▶ **PROMPT**:
Count the lines in the listing below that contain the string "white", treating case as significant, and give only that number.

-- Begin --

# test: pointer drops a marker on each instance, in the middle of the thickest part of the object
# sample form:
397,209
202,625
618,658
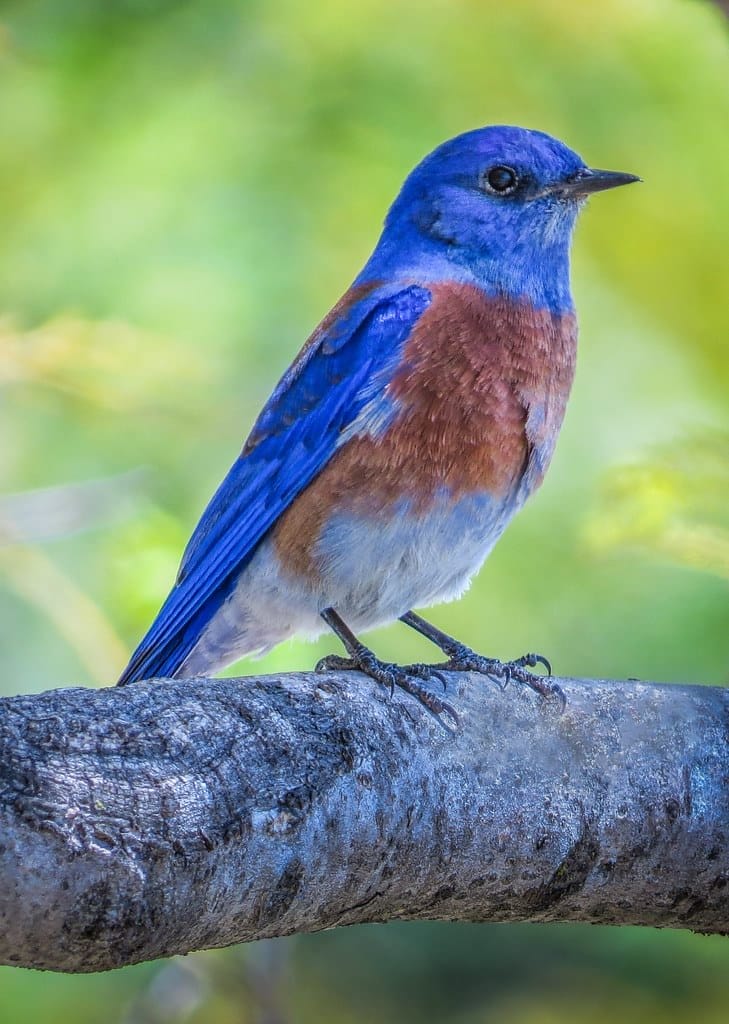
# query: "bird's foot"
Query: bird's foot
462,658
405,677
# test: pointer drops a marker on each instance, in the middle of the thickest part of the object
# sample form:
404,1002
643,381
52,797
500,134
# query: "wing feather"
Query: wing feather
346,364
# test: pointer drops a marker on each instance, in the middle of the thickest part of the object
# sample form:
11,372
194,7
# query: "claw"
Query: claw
531,660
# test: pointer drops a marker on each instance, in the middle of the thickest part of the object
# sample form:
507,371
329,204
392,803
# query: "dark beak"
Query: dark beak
588,180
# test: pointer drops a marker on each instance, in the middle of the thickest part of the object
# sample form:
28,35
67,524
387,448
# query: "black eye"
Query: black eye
501,179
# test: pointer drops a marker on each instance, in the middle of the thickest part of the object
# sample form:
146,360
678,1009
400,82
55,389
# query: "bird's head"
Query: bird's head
500,203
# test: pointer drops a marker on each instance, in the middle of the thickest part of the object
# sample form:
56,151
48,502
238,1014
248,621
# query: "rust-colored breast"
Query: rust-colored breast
483,383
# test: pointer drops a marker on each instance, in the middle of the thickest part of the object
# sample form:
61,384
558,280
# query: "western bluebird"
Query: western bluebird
416,421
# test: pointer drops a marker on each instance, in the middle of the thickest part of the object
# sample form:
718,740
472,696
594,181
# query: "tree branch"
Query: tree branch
165,817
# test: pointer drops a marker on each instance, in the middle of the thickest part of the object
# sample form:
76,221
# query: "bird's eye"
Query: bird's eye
502,180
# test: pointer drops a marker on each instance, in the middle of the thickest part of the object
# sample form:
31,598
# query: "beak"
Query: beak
588,180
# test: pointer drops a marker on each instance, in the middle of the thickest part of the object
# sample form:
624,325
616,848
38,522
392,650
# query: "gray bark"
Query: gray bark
165,817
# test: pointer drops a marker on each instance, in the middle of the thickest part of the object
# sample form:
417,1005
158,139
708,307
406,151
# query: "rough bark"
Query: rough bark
177,815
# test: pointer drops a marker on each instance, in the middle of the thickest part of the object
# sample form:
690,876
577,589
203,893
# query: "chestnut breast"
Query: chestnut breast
479,396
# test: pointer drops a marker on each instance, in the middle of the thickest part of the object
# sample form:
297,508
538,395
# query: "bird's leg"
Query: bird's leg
462,658
362,659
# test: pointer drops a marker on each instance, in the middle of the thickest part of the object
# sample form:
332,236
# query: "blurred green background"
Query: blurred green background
186,187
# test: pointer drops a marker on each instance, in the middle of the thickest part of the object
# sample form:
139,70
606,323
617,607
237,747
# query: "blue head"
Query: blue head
496,206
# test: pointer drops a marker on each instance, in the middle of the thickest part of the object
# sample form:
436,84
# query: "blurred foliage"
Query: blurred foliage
187,186
674,506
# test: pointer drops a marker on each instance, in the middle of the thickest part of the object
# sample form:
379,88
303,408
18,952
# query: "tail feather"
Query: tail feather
163,660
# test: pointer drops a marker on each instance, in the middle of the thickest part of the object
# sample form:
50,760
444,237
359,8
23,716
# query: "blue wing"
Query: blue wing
344,367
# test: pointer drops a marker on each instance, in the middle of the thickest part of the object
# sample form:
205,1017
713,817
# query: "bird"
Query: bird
413,425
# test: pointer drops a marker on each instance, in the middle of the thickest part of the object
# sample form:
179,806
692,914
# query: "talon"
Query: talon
531,660
335,663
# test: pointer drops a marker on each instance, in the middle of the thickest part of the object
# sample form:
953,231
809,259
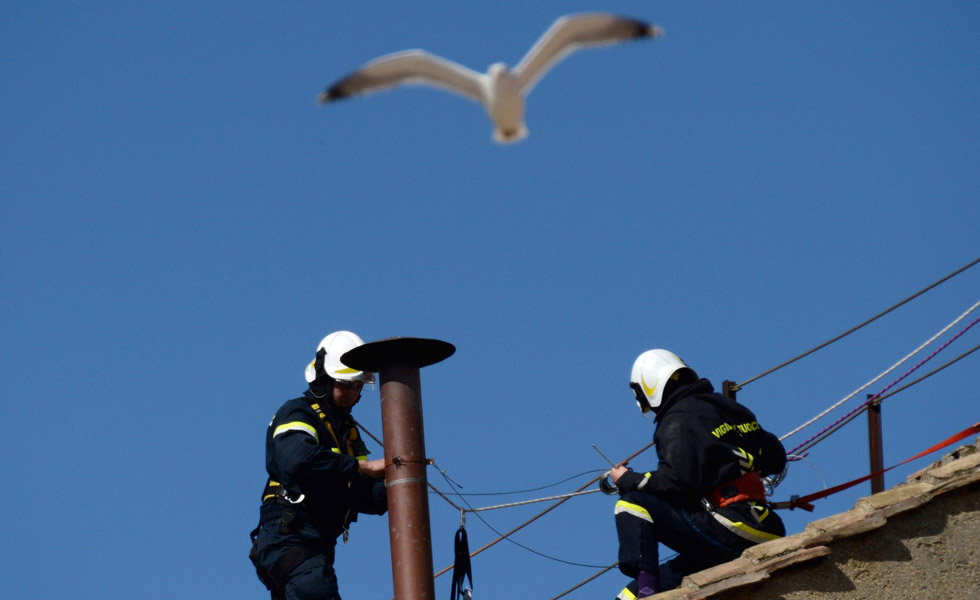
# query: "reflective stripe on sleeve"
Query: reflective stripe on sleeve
633,509
626,594
296,426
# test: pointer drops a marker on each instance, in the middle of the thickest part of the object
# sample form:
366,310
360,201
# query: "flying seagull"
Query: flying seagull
501,90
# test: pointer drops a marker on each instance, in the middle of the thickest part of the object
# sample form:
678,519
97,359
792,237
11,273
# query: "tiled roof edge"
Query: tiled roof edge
955,470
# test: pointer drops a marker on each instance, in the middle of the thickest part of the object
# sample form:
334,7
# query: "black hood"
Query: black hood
701,386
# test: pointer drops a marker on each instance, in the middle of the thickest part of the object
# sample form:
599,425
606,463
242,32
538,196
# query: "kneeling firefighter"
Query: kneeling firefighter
706,499
319,479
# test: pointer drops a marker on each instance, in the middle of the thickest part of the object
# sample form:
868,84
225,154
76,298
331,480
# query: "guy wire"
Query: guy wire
739,386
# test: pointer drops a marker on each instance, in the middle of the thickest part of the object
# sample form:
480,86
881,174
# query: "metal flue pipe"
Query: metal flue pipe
397,362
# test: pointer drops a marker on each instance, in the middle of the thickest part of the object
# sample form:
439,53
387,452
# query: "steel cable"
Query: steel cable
739,386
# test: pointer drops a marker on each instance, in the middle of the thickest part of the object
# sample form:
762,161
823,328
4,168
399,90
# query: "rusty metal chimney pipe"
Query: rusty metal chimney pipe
397,362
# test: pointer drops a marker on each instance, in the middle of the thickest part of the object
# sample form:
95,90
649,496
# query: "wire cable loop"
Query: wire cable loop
739,386
886,372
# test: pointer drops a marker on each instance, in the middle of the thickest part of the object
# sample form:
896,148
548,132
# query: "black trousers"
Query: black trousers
644,521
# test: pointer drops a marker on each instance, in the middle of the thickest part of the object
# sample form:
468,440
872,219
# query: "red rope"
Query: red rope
805,501
793,452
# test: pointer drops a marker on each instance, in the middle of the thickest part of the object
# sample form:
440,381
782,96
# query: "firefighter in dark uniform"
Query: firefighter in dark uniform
319,479
706,499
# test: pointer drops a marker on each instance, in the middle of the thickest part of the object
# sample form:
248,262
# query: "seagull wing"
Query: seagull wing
411,67
571,32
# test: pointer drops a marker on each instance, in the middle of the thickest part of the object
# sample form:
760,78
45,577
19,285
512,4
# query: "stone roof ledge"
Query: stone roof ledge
758,564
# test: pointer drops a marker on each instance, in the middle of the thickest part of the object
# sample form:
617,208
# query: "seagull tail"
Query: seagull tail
502,136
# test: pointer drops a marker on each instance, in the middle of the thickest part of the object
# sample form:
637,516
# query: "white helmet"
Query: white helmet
652,370
328,354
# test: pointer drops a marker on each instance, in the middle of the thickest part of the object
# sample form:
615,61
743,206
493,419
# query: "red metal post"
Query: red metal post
397,362
876,449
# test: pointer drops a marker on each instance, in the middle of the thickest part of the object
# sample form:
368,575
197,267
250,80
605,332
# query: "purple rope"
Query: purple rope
870,400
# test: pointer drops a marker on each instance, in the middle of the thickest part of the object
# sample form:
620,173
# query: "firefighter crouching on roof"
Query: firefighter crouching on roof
319,479
705,500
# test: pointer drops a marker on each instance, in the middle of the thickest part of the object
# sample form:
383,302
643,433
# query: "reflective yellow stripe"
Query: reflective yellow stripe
296,426
741,529
633,509
271,484
626,594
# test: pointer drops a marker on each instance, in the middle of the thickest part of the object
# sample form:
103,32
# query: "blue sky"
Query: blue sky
182,223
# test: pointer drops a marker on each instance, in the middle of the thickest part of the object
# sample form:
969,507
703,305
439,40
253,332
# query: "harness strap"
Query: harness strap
746,487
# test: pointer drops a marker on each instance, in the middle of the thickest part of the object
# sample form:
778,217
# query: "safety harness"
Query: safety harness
746,487
274,493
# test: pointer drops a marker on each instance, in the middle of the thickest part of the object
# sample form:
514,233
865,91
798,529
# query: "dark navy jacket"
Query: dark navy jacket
704,440
313,450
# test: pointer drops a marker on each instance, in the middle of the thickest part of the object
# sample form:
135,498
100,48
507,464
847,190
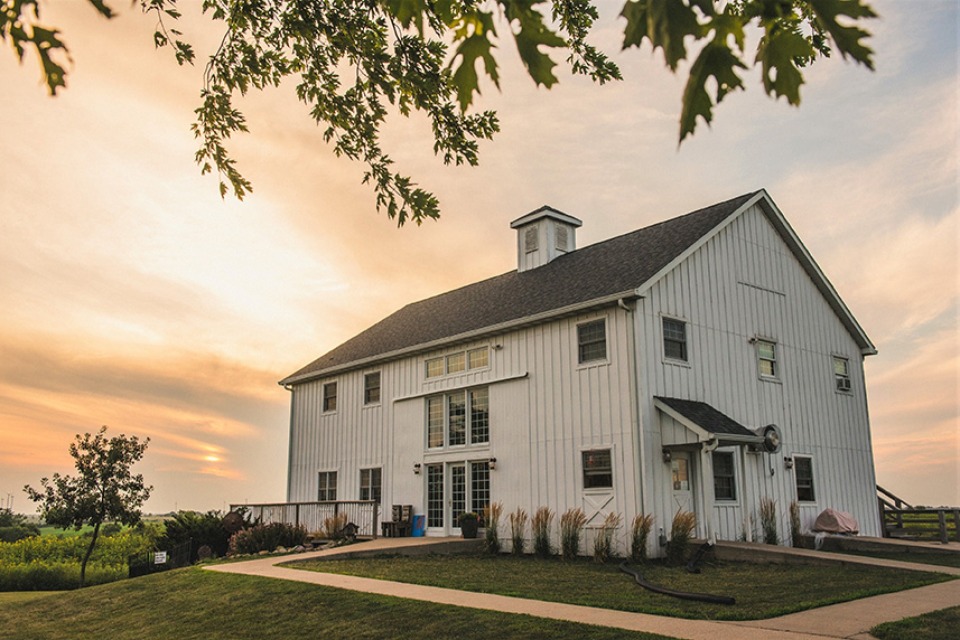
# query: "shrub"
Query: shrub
540,528
491,535
639,534
768,520
795,526
267,537
518,523
57,575
571,527
200,529
603,544
681,531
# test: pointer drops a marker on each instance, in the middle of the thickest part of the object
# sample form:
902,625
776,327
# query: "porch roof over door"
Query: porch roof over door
706,422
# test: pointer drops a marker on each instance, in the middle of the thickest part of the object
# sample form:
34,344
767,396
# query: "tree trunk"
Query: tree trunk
93,542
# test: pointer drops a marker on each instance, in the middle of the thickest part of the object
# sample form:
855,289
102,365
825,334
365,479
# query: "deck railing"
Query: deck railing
363,513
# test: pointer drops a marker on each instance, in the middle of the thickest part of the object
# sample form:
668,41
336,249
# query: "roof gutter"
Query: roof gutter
539,318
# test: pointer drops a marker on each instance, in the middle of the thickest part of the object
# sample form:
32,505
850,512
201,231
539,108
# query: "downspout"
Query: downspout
293,404
634,380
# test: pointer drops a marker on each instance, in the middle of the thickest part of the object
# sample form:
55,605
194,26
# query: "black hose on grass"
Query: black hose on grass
683,595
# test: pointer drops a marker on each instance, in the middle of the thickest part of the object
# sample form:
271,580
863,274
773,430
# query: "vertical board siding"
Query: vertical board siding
749,284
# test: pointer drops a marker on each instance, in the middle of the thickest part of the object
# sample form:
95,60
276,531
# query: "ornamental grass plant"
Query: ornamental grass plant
518,525
491,532
540,526
639,534
768,520
571,529
603,543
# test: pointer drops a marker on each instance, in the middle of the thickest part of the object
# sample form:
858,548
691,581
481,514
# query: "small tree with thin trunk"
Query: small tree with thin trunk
103,490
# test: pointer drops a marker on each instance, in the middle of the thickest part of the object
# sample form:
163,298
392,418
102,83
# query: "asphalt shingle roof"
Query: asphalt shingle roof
707,417
592,272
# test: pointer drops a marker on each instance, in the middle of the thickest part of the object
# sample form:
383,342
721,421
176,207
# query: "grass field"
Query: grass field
761,590
192,604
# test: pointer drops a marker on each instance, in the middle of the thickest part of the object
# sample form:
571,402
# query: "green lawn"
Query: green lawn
761,591
193,604
938,625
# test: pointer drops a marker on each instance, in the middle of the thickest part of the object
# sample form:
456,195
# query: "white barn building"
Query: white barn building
643,374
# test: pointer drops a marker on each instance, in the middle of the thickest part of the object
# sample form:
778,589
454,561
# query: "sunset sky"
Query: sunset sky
133,296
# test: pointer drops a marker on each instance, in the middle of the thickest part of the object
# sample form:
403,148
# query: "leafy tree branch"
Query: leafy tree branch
354,60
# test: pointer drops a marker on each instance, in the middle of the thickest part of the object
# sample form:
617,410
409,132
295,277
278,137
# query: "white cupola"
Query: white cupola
543,235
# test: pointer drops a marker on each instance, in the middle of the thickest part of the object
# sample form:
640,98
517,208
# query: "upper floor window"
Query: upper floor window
767,359
597,469
330,396
841,373
371,388
675,339
327,486
458,418
458,362
370,483
724,477
803,473
592,341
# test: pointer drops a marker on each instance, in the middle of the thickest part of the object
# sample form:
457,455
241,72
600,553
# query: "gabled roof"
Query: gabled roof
591,276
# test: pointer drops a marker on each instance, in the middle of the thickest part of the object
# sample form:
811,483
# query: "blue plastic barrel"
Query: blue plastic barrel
419,524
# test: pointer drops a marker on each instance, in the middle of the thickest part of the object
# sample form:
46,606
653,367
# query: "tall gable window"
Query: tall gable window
458,362
370,484
803,473
327,486
675,339
724,477
458,418
371,388
841,373
597,469
767,359
592,341
330,396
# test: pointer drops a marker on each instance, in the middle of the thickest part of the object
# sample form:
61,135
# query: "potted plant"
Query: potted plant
469,524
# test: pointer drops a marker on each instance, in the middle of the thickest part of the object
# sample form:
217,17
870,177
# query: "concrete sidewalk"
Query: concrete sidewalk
846,620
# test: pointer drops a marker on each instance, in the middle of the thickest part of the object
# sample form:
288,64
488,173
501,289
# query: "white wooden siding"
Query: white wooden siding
742,284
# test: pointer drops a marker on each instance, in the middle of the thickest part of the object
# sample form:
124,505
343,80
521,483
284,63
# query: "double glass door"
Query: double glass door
454,488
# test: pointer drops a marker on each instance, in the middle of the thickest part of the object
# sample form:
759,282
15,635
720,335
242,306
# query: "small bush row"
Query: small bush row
57,575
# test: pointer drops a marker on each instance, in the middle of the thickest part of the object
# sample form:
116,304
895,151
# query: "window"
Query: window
371,388
767,359
478,358
803,472
327,486
592,341
370,484
675,339
457,362
330,396
724,478
597,469
449,415
841,373
531,240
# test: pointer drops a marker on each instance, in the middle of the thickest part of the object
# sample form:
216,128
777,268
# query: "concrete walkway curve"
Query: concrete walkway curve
845,620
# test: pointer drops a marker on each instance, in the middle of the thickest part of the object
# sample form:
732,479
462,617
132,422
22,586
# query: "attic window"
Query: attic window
531,239
562,238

-- End --

▶ **REPLY**:
8